- [WRITTEN PROBLEM 1]: For the text on old gunstock wood, decide whether each statement agrees with it: (a) removing oil from old gunstock wood usually makes it more brittle; (b) Black Walnut was an ideal wood for stocks; (c) wood dries out as it ages. For each one, answer yes or no and quote the words of the text that settle it.
- [WRITTEN PROBLEM 2]: Give the stretch of the text on old gunstock wood from "2) The wood" through "It’s Catch 22." again, swapping "gunstocks" for "rifle stocks".
- [WRITTEN PROBLEM 3]: Carry on the text about aging gunstock wood, starting after its last sentence.

- [TEXT SHOWN]:
----

1) Wood is a natural product of carbon-based life. It is not immortal. It also dries out with age. This cannot be changed.

2) The wood used in the gunstocks of old doubles is often more than 100 years old, as it was formed into a stock. Not including the time it took to grow. Some of that wood is Black Walnut, which was barely suitable going in.

3) The wood used in old gunstocks has been subjected to perhaps thousands of impact shocks. There is a limit to the number of such shocks each piece can withstand under the circumstances of its age and treatment.

4) The wood of old gunstocks is often oil soaked. This weakens the wood. Attempts to “remove” this oil most often make the wood more brittle and less able to resist shock. Leaving the oil in is bad, too. It’s Catch 22.

5) Shock loading such old wood to more than its limits often results in failure. Why? Because the wood is old. It’s been abused. And has reached a threshold in its application past which it cannot continue to hold up. And it splits, cracks and fails.

----

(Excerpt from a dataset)
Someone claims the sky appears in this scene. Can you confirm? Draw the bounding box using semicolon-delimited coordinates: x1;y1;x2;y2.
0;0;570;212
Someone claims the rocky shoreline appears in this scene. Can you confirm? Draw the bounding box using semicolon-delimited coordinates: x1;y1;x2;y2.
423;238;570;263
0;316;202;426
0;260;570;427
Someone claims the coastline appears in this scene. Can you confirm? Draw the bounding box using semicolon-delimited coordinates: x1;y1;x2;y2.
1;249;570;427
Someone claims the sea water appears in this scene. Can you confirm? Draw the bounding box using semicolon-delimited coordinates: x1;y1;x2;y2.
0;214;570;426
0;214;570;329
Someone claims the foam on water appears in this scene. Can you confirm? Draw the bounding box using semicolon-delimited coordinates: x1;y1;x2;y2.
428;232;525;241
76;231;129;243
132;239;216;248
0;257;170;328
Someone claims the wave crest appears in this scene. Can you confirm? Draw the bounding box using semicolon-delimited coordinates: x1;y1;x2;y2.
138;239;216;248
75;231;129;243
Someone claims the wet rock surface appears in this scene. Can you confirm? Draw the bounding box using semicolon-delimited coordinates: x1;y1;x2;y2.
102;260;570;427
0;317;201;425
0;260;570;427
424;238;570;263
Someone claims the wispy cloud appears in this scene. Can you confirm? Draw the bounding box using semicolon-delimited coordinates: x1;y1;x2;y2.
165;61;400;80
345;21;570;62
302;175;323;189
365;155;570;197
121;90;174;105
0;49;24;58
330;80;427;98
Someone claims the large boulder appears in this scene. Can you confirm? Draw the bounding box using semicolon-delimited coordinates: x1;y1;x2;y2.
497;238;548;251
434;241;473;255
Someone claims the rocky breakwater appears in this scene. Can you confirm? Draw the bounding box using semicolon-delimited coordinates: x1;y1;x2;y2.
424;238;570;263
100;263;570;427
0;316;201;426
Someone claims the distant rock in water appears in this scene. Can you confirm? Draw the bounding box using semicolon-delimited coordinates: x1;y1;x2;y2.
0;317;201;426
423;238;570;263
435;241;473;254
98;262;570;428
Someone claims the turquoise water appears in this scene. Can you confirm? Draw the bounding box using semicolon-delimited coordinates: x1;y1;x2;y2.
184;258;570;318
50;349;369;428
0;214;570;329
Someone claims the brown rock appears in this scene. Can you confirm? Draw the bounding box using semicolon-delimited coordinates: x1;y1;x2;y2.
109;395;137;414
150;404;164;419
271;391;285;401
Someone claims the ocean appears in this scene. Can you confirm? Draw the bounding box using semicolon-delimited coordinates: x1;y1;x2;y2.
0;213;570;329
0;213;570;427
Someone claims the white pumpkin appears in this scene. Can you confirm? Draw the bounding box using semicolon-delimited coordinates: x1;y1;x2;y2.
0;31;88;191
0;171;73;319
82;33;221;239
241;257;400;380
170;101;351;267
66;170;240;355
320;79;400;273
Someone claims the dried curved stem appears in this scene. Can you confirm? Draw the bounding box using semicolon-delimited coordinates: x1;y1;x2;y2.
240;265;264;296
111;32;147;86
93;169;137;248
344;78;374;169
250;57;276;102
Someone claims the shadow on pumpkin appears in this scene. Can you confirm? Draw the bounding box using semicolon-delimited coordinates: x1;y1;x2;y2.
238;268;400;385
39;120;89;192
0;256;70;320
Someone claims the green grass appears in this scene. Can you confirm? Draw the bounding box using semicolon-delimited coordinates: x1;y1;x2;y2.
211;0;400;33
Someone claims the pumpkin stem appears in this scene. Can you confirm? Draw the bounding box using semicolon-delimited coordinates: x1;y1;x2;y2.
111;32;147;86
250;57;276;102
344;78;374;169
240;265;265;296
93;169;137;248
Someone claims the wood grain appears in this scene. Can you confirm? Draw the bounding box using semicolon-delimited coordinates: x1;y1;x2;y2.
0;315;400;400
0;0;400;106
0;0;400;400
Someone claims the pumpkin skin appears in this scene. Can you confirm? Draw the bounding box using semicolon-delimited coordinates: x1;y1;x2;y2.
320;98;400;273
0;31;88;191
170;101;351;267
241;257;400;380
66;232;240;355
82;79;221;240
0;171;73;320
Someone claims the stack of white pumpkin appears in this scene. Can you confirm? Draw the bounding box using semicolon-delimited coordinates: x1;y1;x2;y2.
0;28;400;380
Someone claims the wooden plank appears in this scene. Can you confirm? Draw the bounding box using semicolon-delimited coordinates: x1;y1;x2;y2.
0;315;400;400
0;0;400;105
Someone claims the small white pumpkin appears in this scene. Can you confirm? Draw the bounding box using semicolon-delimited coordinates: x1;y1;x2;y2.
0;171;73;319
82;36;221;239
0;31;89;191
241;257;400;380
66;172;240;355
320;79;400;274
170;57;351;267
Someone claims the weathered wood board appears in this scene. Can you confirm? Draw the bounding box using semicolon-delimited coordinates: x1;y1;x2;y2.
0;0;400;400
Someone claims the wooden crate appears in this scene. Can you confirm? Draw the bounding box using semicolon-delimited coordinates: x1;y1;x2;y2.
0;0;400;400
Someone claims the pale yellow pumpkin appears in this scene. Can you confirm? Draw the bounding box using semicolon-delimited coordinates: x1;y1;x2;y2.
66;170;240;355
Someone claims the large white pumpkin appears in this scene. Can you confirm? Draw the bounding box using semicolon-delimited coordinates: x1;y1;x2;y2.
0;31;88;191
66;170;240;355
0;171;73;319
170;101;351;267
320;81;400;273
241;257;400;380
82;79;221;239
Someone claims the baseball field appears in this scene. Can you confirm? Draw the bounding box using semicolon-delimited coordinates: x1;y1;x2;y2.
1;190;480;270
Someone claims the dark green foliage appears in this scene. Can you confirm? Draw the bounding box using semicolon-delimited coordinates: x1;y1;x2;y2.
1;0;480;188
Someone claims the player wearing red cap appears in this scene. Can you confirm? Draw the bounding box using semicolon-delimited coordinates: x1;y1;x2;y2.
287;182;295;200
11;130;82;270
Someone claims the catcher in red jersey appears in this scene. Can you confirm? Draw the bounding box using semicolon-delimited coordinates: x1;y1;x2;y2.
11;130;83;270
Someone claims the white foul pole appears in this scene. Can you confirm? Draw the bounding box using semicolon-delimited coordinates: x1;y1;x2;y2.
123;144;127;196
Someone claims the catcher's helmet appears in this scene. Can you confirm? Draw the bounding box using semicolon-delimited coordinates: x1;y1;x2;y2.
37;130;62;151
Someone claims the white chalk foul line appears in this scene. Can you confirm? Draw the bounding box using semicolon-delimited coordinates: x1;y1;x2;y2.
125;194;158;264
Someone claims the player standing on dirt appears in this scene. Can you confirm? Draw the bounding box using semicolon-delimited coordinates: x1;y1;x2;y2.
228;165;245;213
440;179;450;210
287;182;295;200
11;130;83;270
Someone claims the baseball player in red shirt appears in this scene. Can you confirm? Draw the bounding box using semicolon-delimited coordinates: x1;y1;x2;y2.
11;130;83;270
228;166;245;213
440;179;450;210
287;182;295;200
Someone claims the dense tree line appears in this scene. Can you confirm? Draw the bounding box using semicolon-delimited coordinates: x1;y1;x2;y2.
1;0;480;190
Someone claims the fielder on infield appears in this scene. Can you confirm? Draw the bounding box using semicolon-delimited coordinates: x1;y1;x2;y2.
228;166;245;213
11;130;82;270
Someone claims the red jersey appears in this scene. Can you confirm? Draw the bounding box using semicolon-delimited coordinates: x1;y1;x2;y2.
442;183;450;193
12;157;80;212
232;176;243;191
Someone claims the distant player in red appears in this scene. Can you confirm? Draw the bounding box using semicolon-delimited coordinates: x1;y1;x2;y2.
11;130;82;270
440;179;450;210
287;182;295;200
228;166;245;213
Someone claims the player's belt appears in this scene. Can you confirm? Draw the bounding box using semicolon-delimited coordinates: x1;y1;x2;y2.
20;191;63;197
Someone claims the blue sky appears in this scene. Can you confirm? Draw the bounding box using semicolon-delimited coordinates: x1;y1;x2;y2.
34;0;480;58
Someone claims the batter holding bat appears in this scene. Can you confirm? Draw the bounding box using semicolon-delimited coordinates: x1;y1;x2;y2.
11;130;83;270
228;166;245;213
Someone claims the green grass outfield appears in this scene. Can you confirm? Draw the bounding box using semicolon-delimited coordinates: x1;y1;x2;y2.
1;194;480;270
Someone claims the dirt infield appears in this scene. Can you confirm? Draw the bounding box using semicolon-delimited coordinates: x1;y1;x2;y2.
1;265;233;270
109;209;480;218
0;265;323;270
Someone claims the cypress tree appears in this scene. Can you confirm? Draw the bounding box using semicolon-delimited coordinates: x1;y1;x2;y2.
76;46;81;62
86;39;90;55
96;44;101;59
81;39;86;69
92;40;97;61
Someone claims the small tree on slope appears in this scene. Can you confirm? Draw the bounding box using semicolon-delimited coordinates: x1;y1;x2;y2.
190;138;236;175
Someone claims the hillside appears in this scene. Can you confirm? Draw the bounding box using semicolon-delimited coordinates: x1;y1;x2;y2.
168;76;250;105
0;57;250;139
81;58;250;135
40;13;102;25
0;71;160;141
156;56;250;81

----

- [EXERCISE RESULT 1]:
(a) Yes: "Attempts to “remove” this oil most often make the wood more brittle and less able to resist shock."
(b) No: "Some of that wood is Black Walnut, which was barely suitable going in."
(c) Yes: "It also dries out with age."

- [EXERCISE RESULT 2]:
2) The wood used in the rifle stocks of old doubles is often more than 100 years old, as it was formed into a stock. Not including the time it took to grow. Some of that wood is Black Walnut, which was barely suitable going in.

3) The wood used in old rifle stocks has been subjected to perhaps thousands of impact shocks. There is a limit to the number of such shocks each piece can withstand under the circumstances of its age and treatment.

4) The wood of old rifle stocks is often oil soaked. This weakens the wood. Attempts to “remove” this oil most often make the wood more brittle and less able to resist shock. Leaving the oil in is bad, too. It’s Catch 22.

- [EXERCISE RESULT 3]:
6) The design of old doubles provides a number to “wedge Points” that work to split the stocks. The top tang and rear curves of the lockplates are only a few. They drive back into old, brittle shrunken wood with every shot. There are few ways around this.

7) Moral: You can draw out oil and refinish old stocks. You can glass bed the stock head. But don’t expect such stocks to be as strong as they were when new. It’s still OLD wood. Respect that. Use light loads and be glad they still hold up for now.

Interesting views. I'll be sure to break the news gently to my old P 16 with not cracked , not oil soaked black walnut stock that has had over 80,000 rounds through it. No more 1 1/8 loads ..... until next fall pheasant season.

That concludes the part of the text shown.